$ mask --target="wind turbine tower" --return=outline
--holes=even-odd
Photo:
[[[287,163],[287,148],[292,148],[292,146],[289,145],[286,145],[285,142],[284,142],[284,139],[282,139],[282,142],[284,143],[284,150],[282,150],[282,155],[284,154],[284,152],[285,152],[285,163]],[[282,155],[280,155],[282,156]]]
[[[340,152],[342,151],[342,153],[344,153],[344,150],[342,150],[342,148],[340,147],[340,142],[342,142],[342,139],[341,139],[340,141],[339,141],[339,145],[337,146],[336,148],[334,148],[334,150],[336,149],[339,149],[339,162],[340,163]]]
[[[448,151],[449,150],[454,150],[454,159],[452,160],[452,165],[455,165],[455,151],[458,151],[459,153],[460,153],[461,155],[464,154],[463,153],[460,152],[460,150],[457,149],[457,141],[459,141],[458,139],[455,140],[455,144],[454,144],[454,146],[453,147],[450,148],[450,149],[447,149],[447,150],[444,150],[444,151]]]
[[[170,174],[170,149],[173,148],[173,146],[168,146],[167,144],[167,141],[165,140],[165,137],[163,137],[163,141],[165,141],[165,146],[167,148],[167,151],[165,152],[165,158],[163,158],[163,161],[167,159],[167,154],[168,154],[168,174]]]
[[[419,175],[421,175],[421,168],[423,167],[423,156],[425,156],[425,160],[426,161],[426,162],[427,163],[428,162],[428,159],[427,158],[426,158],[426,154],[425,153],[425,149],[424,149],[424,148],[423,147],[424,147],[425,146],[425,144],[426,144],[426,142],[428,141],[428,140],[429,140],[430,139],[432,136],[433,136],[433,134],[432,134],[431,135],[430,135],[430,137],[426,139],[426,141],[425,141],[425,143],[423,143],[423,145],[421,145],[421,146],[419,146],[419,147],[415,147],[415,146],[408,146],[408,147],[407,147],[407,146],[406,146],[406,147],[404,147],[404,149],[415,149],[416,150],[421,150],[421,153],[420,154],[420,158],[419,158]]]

- **WHAT IS EXPECTED**:
Copy out every one of the entries above word for word, keeping each line as it appears.

- **THE OUTPUT**:
$ mask --target="wind turbine tower" --return=outline
--holes=even-odd
Photo:
[[[287,163],[287,148],[292,148],[292,146],[289,145],[286,145],[285,142],[284,142],[284,139],[282,139],[282,142],[284,143],[284,150],[282,150],[282,155],[284,154],[284,152],[285,152],[285,163]],[[282,155],[280,155],[282,156]]]
[[[340,152],[342,151],[342,153],[344,153],[344,150],[342,150],[342,148],[340,147],[340,142],[342,142],[342,139],[341,139],[340,141],[339,141],[339,145],[337,146],[336,148],[334,148],[334,150],[336,149],[339,149],[339,162],[340,163]]]
[[[448,151],[449,150],[454,150],[454,159],[452,160],[452,165],[455,165],[455,151],[458,151],[459,153],[460,153],[461,155],[464,154],[463,153],[460,152],[460,150],[457,149],[457,141],[459,141],[458,139],[455,140],[455,144],[454,144],[454,146],[453,147],[450,148],[450,149],[447,149],[447,150],[444,150],[444,151]]]
[[[170,174],[170,149],[173,148],[173,146],[168,146],[167,144],[167,141],[165,140],[165,137],[163,137],[163,141],[165,141],[165,146],[167,148],[167,151],[165,152],[165,158],[163,158],[163,161],[167,159],[167,154],[168,154],[168,174]]]
[[[419,175],[421,175],[421,168],[423,167],[423,156],[425,156],[425,160],[426,161],[426,162],[427,163],[428,162],[428,159],[427,158],[426,158],[426,154],[425,153],[425,149],[424,149],[424,148],[423,147],[424,147],[425,146],[425,144],[426,144],[426,142],[428,141],[428,140],[429,140],[430,139],[432,136],[433,136],[433,134],[432,134],[431,135],[430,135],[430,137],[426,139],[426,141],[425,141],[425,143],[423,143],[423,145],[421,145],[421,146],[419,146],[419,147],[415,147],[415,146],[408,146],[408,147],[407,147],[407,146],[406,146],[406,147],[404,147],[404,149],[415,149],[416,150],[421,150],[421,153],[420,154],[420,158],[419,158]]]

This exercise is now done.